Георг Брандес - Неизвестный Шекспир. Кто, если не он
Найдя за печкою приют.
Сравните песню Пока:
Теперь огонь в печах погас,
Совы зловещей крики
Напоминают смерти час
Страдальцу-горемыке.
За этим введением еще следует неумело составленная немая сцена, за нею продолжение тяжеловесного, эпически растянутого пролога и вдруг – как если бы голос из иного мира, золотой голос, звучный и богатый, прервал бесцветную чепуху, как если бы полились волны небесной музыки, по которой давно томился наш слух – вдруг раздается голос самого Шекспира во всей его несомненнейшей неподдельности и с чисто царственною мощью. Пусть читатель отыщет в английском тексте эти дивные стихи:
Перикл (на палубе)
Ты, грозный бог пустыни водяной,
Уйми ты гневным словом эти волны,
От ада хлещущие к небу!
Ты, Властитель ветра, скуй его железом
И призови обратно в глубь морей!
Могучий! Оглушительные громы
Ты усмири, и серные огни
Проворных молний потуши рукою
Спокойною. – О Лихорида, что
С царицею моей? – Шумишь ты, буря!
Ты хлещешь, точно ты сама себя
Стремишься выхлестнуть! Свисток матроса
Не слышен, точно шепот в ухо смерти. —
Эй, Лихорида! и т. д.
Кормилица приносит новорожденного младенца. Она говорит:
…Вот вещица вам,
Для этих мест уж слишком молодая.
Когда б она с понятием была,
То умерла б, как я, едва живая.
Возьмите ж на руки кусочек этот
Царицы вашей мертвой!
Перикл .
Лихорида!
Лихорида .
Терпенье, господин; не помогайте
Свирепству бури. Все, что вам осталось
От королевы – это ваша дочь.
Для ней старайтесь мужественно горе
Сносить, чтобы ее спасти.
Входят матросы, и после нескольких прямо мастерских реплик, дающих полное представление о неистовстве бури и усилиях матросов спасти корабль, они в своем суеверии требуют от Перикла, чтобы он выбросил за борт бедную, едва только испустившую дух царицу. Царь вынужден уступить им и, обращаясь к умершей, говорит мелодическими стихами:
Ужасную родильную постель
Тебе судьба послала, друг мой бедный!
Ни света, ни огня; тебя забыли
Враждебные стихии. Не имею
Я времени, в гробнице освященной
Чтоб схоронить тебя, но бросить должен,
Едва прикрыв, в глубокий ил морской.
Не памятник над бедными костями.
Не вечная стоять лампада будет,
Но воду мечущий громадный кит.
И волны шумные над хладным трупом,
Лежащим между раковин простых,
Носиться будут.

■ ЗАДАНИЕ 1
Соберите из записей все строки, где встречается слово "rocket".

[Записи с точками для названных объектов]
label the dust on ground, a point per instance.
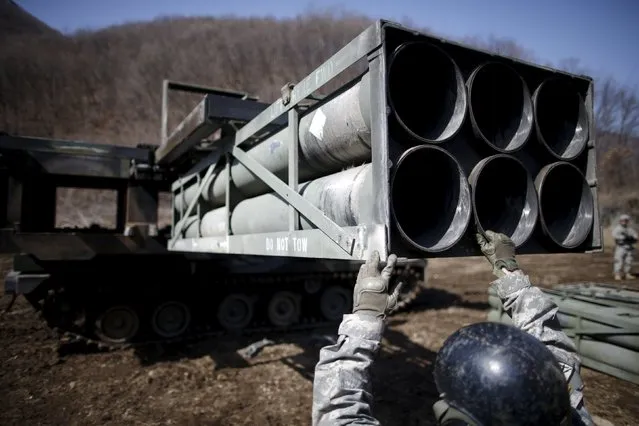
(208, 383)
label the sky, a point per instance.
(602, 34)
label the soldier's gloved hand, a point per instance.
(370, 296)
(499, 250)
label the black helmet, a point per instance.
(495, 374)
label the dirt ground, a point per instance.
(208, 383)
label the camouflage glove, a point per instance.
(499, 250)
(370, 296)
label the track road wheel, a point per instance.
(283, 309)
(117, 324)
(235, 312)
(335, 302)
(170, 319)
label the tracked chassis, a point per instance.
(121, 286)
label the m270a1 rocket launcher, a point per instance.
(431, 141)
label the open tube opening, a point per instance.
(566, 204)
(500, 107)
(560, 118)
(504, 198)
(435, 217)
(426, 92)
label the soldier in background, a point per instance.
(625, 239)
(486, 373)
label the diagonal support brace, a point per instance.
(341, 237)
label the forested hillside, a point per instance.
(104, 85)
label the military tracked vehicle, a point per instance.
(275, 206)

==

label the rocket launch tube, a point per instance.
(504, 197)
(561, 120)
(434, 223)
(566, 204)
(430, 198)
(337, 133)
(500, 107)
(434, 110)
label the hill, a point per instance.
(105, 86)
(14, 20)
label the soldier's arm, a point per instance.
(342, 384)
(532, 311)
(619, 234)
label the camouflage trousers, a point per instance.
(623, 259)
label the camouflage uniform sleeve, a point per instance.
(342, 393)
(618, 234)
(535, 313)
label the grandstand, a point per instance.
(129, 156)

■ ЗАДАНИЕ 2
Напишите продолжение отрывка о сцене бури в «Перикле», начиная сразу после его последней строки.

■ РЕЗУЛЬТАТ ВЫПОЛНЕНИЯ 1
label the m270a1 rocket launcher, a point per instance.
label the rocket launch tube, a point per instance.

■ РЕЗУЛЬТАТ ВЫПОЛНЕНИЯ 2
И он отдает приказ, чтобы корабль с новорожденным младенцем, который не вынесет морского плаванья, переменил курс и направился в Таре.
В этих сценах такое могучее веяние бури и пенящихся вод, в них так грохочет гром, так искрится молния, что выше этого нет ничего во всей английской поэзии, даже у самого Шекспира в «Лире», даже у Байрона и Шелли в их описаниях природы. Этот шторм на море и гудит, и ревет, и хлещет, и воет, так что свисток боцмана теряется с шипеньем в разъяренных голосах непогоды. Оттого эти сцены и знамениты, оттого они и дороги морякам, для которых писались. В этой области Англия имеет достаточно знатоков.
Впечатление оказывается тем сильнее, что к чисто внешней страсти стихий примешивается человеческая страсть, столь же нежная, как и великая, страсть, прорывающаяся наружу в сдержанном вопле Перикла над Таисой. Она не заглушается шумом непогоды, она раздается, как контраст бешенству ветра и моря, в звуках, идущих от одухотворенной и тонкой натуры. Восхитительны также слова, которыми Перикл приветствует новорожденную малютку:
…Будь же
Тиха вся жизнь твоя, мое дитя
Несчастное! От века не рождалось
Дитя в такой тревоге шумной. Мир
И радости тебе на долю! Грубо
Ты встречено на этом свете, точно
Не дочь ты князя. Будь же то, что после
Судьба сулит тебе приветно! Буря,
Огонь, вода, земля и небо громко
Тебя из чрева матери воззвали…
Хотя новелла Вилкинса весьма точно придерживается хода пьесы, все же лишь в двух только местах ее встречается совпадение, простирающееся до буквального употребления одних и тех же слов. Одно из этих мест находится во втором действии, следовательно, в собственном тексте Вилкинса, другое здесь. У Шекспира это место выражено так:
For thou art the rudeliest welcome to this world
That ever was prince’s child. Happy what follows!
Thou hast as chiding a nativity
As fire, air, water, earth and heaven can make…
В новелле Вилкинса сказано:
...Poor inch of nature! Thou art as rudely welcome to the world as ever prince’s babe was, and hast as chiding a nativity, as fire, air, earth and water can afford thee [26] .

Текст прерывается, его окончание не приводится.